Blok Teks
|---|

Kandungan Wasiat Penting Rasulullah Shalallahu ‘Alaihi Wassalam
Setelah mendengar nasihat Rasulullah Shallallahu ‘Alaihi Wasallam,
para sahabat pun khawatir mereka tidak akan bertemu lagi dengan
Rasulullah setelahnya, sehingga untuk menyempurnakan nasihat yang ada,
mereka meminta wasiat beliau, seraya berkata: “Wahai Rasulullah,
seakan-akan ini nasihat orang yang akan berpisah, karena itu berilah
wasiat kepada kami.” Beliau pun memberikan wasiat, di antaranya:
1. Wasiat untuk Takwa kepada Allah
Takwa merupakan pokok kebaikan dan inti dari segala perkara. Seluruh
seruan kepada pintu kebaikan maupun larangan kepada kejelekan terkumpul
dalam kalimat takwa ini.
Takwa ini pula merupakan wasiat Allah Subhanahu Wa Ta’ala kepada
orang-orang terdahulu maupun yang belakangan, sebagaimana dalam
firman-Nya:
“Sungguh Kami telah mewasiatkan kepada
orang-orang yang diberikan Al Kitab sebelummu dan juga kepada kalian
agar bertakwa kepada Allah.” (An Nisa: 131)
Kita diperintah oleh Allah Subhanahu Wa Ta’ala untuk berbekal dengannya sebagaimana firman-Nya:
“Berbekallah kalian, maka sesungguhnya sebaik-baik bekal adalah takwa.” (Al Baqarah: 197)
Oleh karena itu terkumpul dalam takwa ini kebaikan dunia dan akhirat.
2. Wasiat untuk Mendengar dan Taat
Yang dimaksud dengan mendengar dan taat oleh beliau Shallallahu
‘Alaihi Wasallam di sini adalah kepada para pemimpin kaum muslimin,
karena taat kepada mereka akan membawa kepada kebahagiaan dunia dan
akhirat. Dimana dengan mentaati mereka akan baiklah kehidupan
orang-orang yang dipimpin (rakyat) dan menjadi amanlah negeri, di
samping juga dapat membantu menegakkan agama mereka.
Hal ini merupakan kewajiban agama karena Allah telah berfirman:
“Taatlah kalian kepada Allah dan taatlah kalian kepada Rasulullah dan kepada pemimpin di antara kalian.” (An Nisa’: 59)
Kewajiban mendengar dan taat ini tetap berlaku bahkan ketika yang
menjadi pemimpin itu seorang budak sekalipun. Rasulullah Shallallahu
‘Alaihi Wasallam pernah berpesan: “Tetaplah
kalian mendengar dan taat sekalipun yang memimpin kalian itu seorang
budak Habasyah (Ethopia) yang rambutnya seperti kismis.” (HR. Al Bukhari dari Anas bin Malik no. 7142 dan Muslim dari Abu Dzarr no. 648)

|---|

Data penempatan titik:

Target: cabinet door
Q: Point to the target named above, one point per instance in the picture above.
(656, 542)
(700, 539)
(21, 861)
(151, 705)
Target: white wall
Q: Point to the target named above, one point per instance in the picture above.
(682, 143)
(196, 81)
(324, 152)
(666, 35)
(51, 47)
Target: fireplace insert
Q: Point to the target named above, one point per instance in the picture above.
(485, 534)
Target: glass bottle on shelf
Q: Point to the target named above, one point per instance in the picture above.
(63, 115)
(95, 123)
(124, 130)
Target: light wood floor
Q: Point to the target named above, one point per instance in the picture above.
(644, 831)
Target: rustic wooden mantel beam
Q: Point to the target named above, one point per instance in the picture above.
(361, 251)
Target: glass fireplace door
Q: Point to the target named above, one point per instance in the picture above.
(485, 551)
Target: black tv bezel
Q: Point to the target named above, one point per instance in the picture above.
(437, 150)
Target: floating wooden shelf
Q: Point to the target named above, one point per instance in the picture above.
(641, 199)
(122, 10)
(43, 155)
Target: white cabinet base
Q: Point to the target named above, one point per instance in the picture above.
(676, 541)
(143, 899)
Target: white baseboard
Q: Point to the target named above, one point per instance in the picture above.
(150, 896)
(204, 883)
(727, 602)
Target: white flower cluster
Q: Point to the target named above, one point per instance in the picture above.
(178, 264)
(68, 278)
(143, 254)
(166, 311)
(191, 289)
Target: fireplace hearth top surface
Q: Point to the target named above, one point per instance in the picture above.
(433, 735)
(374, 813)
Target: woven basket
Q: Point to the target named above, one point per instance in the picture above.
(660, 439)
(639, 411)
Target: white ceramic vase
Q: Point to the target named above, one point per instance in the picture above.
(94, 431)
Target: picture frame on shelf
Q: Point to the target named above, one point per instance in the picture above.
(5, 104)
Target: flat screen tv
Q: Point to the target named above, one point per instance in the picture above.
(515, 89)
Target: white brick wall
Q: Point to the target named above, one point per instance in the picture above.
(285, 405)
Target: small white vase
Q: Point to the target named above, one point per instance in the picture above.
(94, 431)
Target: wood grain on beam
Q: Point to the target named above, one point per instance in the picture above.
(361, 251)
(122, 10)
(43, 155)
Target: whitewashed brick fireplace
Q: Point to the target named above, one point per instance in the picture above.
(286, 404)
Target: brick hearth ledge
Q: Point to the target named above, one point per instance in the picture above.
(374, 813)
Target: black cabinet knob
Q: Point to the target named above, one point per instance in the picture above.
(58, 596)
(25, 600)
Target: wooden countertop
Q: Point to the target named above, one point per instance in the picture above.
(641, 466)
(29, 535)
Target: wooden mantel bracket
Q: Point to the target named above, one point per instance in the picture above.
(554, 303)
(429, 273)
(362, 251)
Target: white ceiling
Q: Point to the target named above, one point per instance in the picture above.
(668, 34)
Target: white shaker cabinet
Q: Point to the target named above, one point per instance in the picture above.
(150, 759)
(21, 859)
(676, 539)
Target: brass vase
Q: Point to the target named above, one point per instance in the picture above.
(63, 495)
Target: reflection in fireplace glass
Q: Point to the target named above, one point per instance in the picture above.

|---|

Sasaran Tugas
1. Ringkaslah teks tentang wasiat Rasulullah dalam dua kalimat.
2. Kutiplah bagian teks tentang wasiat Rasulullah, mulai dari "Kita diperintah oleh" hingga "dunia dan akhirat.".
Materi ini berdiri sendiri dan terpisah dari teks tentang wasiat Rasulullah.

Hasil yang Diharapkan
1. Karena khawatir tidak akan bertemu lagi dengan Rasulullah, para sahabat meminta wasiat beliau, dan salah satu wasiat yang diberikan adalah takwa kepada Allah, yang merupakan pokok kebaikan serta wasiat Allah kepada orang-orang terdahulu maupun yang belakangan. Wasiat lainnya adalah mendengar dan taat kepada para pemimpin kaum muslimin, yang merupakan kewajiban agama dan tetap berlaku sekalipun pemimpinnya seorang budak.

2.
Kita diperintah oleh Allah Subhanahu Wa Ta’ala untuk berbekal dengannya sebagaimana firman-Nya:
“Berbekallah kalian, maka sesungguhnya sebaik-baik bekal adalah takwa.” (Al Baqarah: 197)
Oleh karena itu terkumpul dalam takwa ini kebaikan dunia dan akhirat.